_Tarefa_:
Dê continuidade ao ensaio sobre a pandemia e os filmes de confinamento a partir da última frase mostrada.

_Trecho do texto_:
Nomear e descrever o insólito estado de coisas vigente não é uma tarefa simples. A pandemia da Covid-19 trouxe consigo um vocabulário peculiar: taxa de isolamento, distanciamento social, confinamento, bloqueio total ou lockdown, expressões naturalizadas pelo cotidiano de notícias como (única) forma de amortizar os efeitos devastadores da epidemia. Questionamentos à parte quanto à nomenclatura mais adequada, o fato é que, depois de desfrutar de um período de abertura e “desbravuras” globais, a ideia de reclusão e fechamento, de fronteiras inclusive, volta a figurar de forma universal no imaginário da humanidade.
Isso num período marcado pela recessão e pela reaparição de fantasmas nacionalistas e autoritários, em cenários e governos delirantes. Não que políticas de controle e exceção já não estivessem postas – para muitos grupos inclusive, exceção é regra –, mas talvez de forma menos horizontal, para usar um termo da moda. É nesse contexto em que muros são erguidos e governos gozam dos desígnios dos indivíduos, que talvez se faça relevante refletir sobre dois filmes que tocam de maneira poética e perturbadora questões tristemente candentes.
O primeiro deles, O buraco (The hole, 1998), de Tsai Ming-Liang, cineasta malaio radicado em Taiwan, não por acaso tem figurado em listas da crítica especializada sobre o tema epidemia e confinamento. Ainda sob a tela escura dos créditos iniciais, vozes descrevem um cenário de epidemia em que não haverá mais coleta de lixo, nem abastecimento de água, e os cidadãos serão obrigados a abandonar suas casas para se abrigarem “como refugiados” em tendas e colégios disponibilizados pelo governo. Em certo sentido, um deslocamento invertido das políticas de contenção da Covid-19, que a todo momento reiteram o mantra “fique em casa”.
Além do comentário quase profético da crise de imigração que se avizinhava, a própria forma de apresentação do problema parece dialogar com o contexto atual, em que carros de som (invisíveis) vocalizam a preocupação dos entes públicos – ao menos de alguns deles – em conter o contágio e evitar o colapso do sistema de saúde. Também é premonitória a nota de reação do governo à Organização Mundial da Saúde (OMS), em que afirma que mesmo desconhecendo a origem e o nome da epidemia, ela deve passar rapidamente. Quase um ato de fé, como o “milagre da cloroquina”. Se é possível traçar paralelos e encontrar ressonâncias com os dias de hoje é porque o filme dedica-se a refletir sobre um mal do espírito do fim do milênio passado, e ainda atual.

_Dados fornecidos_:
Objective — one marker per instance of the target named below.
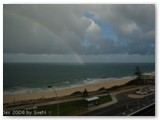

_Resposta_:
A solidão e a incomunicabilidade são temas caros e sensíveis ao cinema de Tsai Ming-Liang. E em O buraco, eles logo são postos em cena, a partir da apresentação de seus personagens, que resistem à ordem de evacuação. Um jovem de cueca e camiseta – Hsiao Kang, personagem eterno de Lee Kang-Sheng, ator fetiche do diretor – dorme no sofá. Chove forte. Sempre chove. Ele é acordado pela campainha: o encanador veio checar a possibilidade de um vazamento no apartamento. Uma mulher entra correndo no prédio, traz nas mãos um guarda-chuva molhado e pacotes de papel higiênico. Segue pelos corredores, sacos de lixo voam pela sacada e, já em seu apartamento, dedica-se a enxugar e conter o vazamento que derrete paredes e alaga sua casa. Há água por todo canto, das estopas ensopadas à torneira aberta, que enche uma chaleira na pia. A água também é presença marcante em seu filme anterior, e igualmente genial, O rio (1997), e em O sabor da melancia (2006), em que os cidadãos de Taipei tentam vencer uma crise hídrica através do consumo da fruta, rica em água.
Em entrevista concedida a Leon Kacoff na ocasião do lançamento do filme em 1998, Tsai Ming-Liang relacionava a questão da água e a chuva incessante em seu cinema como uma resposta devastadora da natureza às agressões perpetradas pelo homem em seu projeto de ocupação do espaço urbano e de milagre econômico. Para ele, “uma catástrofe que caminha junto com a destruição da natureza e dos sentimentos das pessoas”. É nesse contexto que o seu cinema encontra na solidão dos personagens um sintoma dessa degeneração e, ao mesmo tempo, uma oportunidade de eles se mostrarem em sua verdade mais íntima. Eis um traço insinuante de sua filmografia, dedicada a investigar os estilhaços de afetos decorrentes do vazio espiritual que acomete as relações pessoais nas grandes cidades.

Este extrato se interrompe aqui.